━━━━━ DATA SECTION ━━━━━

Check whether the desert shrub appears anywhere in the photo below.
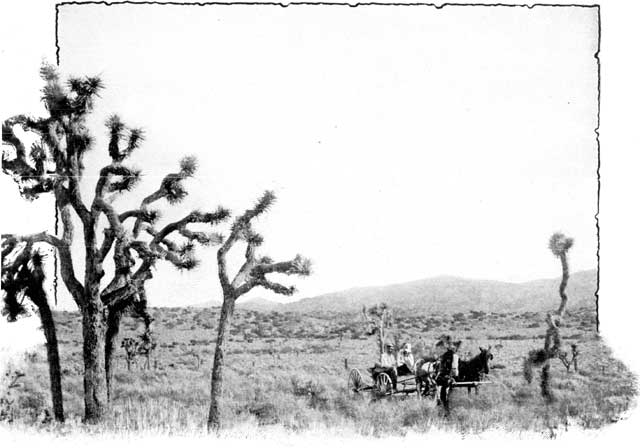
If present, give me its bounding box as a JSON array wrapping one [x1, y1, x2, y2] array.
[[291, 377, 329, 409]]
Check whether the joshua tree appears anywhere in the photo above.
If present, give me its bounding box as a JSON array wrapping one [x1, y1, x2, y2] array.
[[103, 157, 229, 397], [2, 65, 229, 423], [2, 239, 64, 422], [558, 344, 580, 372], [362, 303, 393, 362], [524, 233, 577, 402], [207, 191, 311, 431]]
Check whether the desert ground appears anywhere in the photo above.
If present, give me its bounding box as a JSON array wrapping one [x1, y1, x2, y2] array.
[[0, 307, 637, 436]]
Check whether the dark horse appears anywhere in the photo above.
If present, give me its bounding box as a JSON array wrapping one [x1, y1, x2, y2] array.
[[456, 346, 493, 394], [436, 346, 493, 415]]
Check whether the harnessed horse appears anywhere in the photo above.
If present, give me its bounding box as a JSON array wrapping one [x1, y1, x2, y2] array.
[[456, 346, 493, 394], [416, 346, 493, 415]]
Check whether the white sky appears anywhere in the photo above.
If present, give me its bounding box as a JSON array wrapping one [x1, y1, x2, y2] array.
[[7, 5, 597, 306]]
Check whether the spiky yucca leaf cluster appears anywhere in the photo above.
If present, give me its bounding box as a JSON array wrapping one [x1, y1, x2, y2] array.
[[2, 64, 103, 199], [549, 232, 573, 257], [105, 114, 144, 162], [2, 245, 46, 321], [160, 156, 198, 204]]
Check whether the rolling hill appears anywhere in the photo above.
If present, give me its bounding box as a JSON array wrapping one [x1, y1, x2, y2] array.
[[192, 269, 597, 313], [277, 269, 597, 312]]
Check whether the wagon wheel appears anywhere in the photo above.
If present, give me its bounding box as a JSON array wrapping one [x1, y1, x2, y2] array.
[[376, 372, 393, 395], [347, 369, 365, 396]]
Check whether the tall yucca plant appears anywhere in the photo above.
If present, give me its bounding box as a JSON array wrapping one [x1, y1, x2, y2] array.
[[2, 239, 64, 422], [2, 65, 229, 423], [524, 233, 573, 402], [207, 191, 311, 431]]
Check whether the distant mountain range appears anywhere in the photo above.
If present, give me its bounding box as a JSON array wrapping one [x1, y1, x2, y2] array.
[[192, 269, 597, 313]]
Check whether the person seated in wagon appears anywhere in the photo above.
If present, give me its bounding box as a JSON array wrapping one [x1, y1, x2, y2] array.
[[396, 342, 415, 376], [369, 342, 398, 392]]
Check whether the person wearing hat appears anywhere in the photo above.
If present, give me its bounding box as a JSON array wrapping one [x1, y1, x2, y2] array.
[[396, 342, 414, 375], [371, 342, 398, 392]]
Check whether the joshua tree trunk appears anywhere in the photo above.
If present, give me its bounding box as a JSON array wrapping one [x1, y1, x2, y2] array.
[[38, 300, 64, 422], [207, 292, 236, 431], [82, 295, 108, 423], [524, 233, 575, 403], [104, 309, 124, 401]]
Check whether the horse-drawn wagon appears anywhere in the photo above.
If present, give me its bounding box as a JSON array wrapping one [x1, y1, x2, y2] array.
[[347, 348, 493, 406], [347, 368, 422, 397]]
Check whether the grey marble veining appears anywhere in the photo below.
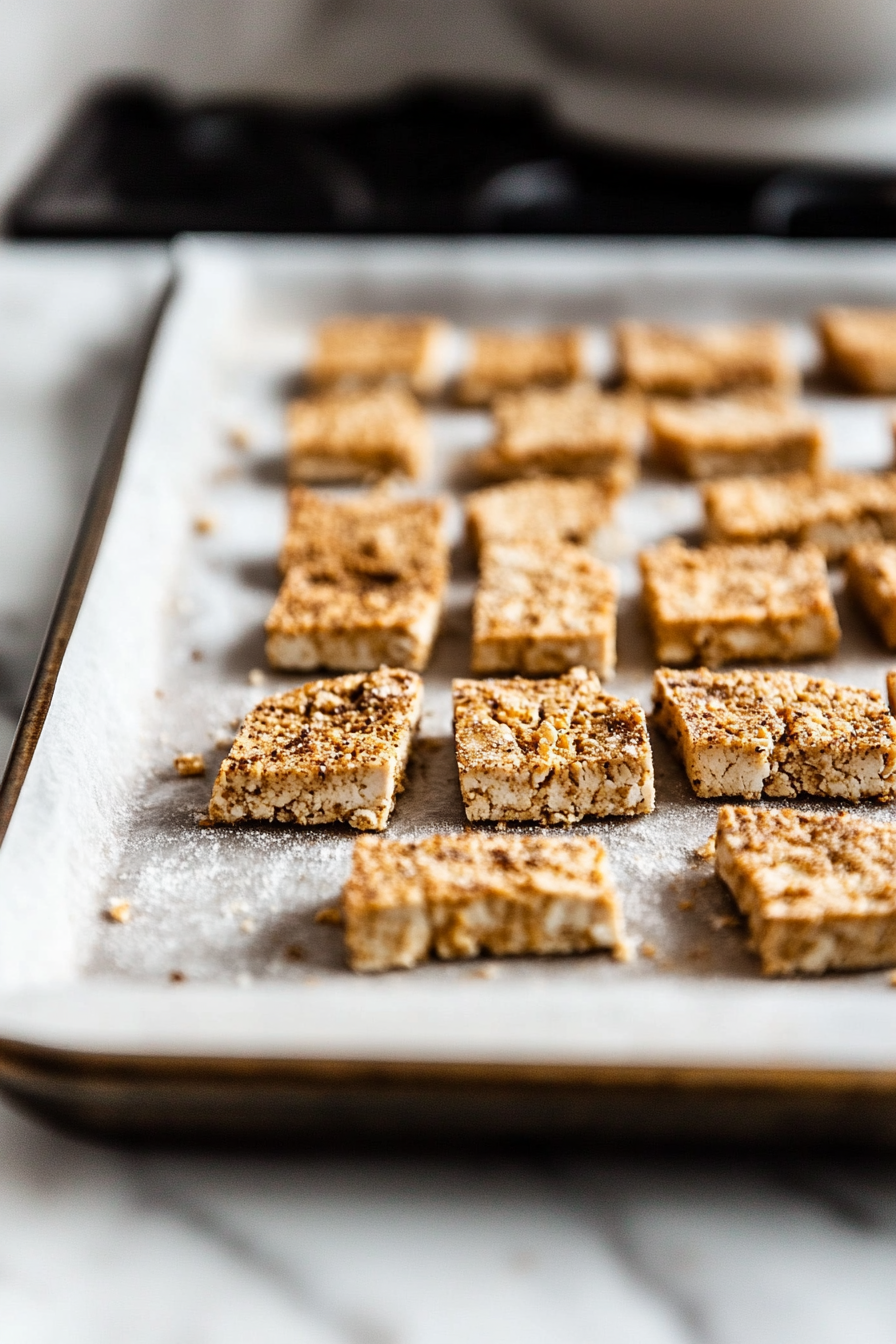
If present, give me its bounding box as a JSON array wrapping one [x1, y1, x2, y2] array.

━━━━━

### WORK TO BE COMPLETED
Copy out all of the data above word for word, leaving out the pictures.

### FINISHED TASK
Check whether the desert shrub appears anywhere in the photo below.
If present, give me its bounding box as a JSON array wrapping one [x1, y1, x2, y2] array.
[[291, 377, 329, 409]]
Check whether the joshua tree appears anywhere in the photo above.
If present, give me its bounding box as a JSON array wrapping one [x1, y1, x2, y2] array.
[[103, 157, 229, 397], [2, 65, 229, 423], [2, 239, 64, 422], [558, 344, 580, 372], [362, 303, 393, 362], [524, 233, 577, 402], [207, 191, 311, 431]]
Check whether the desert ground appears anywhere in the photo above.
If present, give me its bounding box as a JSON array wrapping one [x1, y1, x2, y2] array.
[[0, 307, 637, 436]]
Check whether the dark horse appears anywhere in the photo above.
If present, give me its bounding box as a JSON array wrapping one [x1, y1, x2, y2] array.
[[456, 346, 493, 394], [436, 346, 493, 415]]
Check whether the harnessed horse appears anywhere in the photo above.
If present, give me its bounding box as a JSON array wrapping one [x1, y1, x2, y2] array.
[[456, 346, 493, 394], [416, 346, 493, 415]]
Check whether the white sky appears anywhere in the photo above.
If present, give me its bounding box as a JSON array wrapping one [x1, y1, x2, y2] array.
[[7, 5, 597, 306]]
Check whether the spiky yucca leaf cluster appears anywhere in the photo above.
If present, give me its bounding box as a JSON array wrapping one [x1, y1, x2, y2] array.
[[2, 64, 103, 199], [549, 232, 573, 257], [105, 114, 144, 162], [2, 245, 46, 321], [160, 156, 198, 204]]
Check whether the rolling hill appears anywhere in the photo above.
If present, give me its bounding box as a JSON array wrapping one [x1, y1, x2, y2] array.
[[192, 269, 597, 313], [277, 269, 597, 312]]
Check whether the wagon wheel appears anywhere in the photo above.
If present, give me its bounding box as a JSON array wrapping one [x1, y1, x2, y2] array.
[[376, 372, 393, 395], [347, 369, 365, 396]]
Check whether the tall yucca plant appears anywhere in the photo above.
If present, give me its bounding box as a JSON array wrapping one [x1, y1, x2, y2] array.
[[2, 239, 64, 422], [2, 65, 229, 423], [524, 233, 573, 402], [207, 191, 311, 431]]
Check whether the distant mountain range appears anywhere in the photo above.
If present, give me its bounding box as a JSON array wrapping one [x1, y1, x2, y2] array.
[[192, 269, 597, 313]]
Check whether the person seated in wagon appears anywhere in the photo above.
If present, give me its bounding box as a JSON array wrapping one [x1, y1, x2, y2] array.
[[396, 342, 415, 376], [369, 342, 398, 392]]
Check whether the person wearing hat appears anywhere in the photo above.
If present, give me its bounding box as a JSON array wrapping one [x1, y1, x2, y2] array.
[[396, 342, 414, 375], [371, 342, 398, 392]]
Check whether the joshua tree trunk appears anywhere in the photo above.
If present, give me its bounding box as a JSON array wrapping one [x1, y1, x2, y2] array.
[[38, 300, 64, 422], [207, 292, 236, 431], [82, 295, 108, 423], [524, 233, 575, 403], [104, 309, 124, 401]]
Check whether the horse-drawn wagon appears anywhere in the photo above.
If present, give me its bounding box as a JSON array wrapping one [x1, y1, x2, y2] array.
[[347, 348, 493, 406], [347, 368, 422, 397]]
Check whether the grey marble veining appears anywhere in the photo below.
If present, give me its bounding box as a JSON array wrapping one [x1, y1, x2, y2] array.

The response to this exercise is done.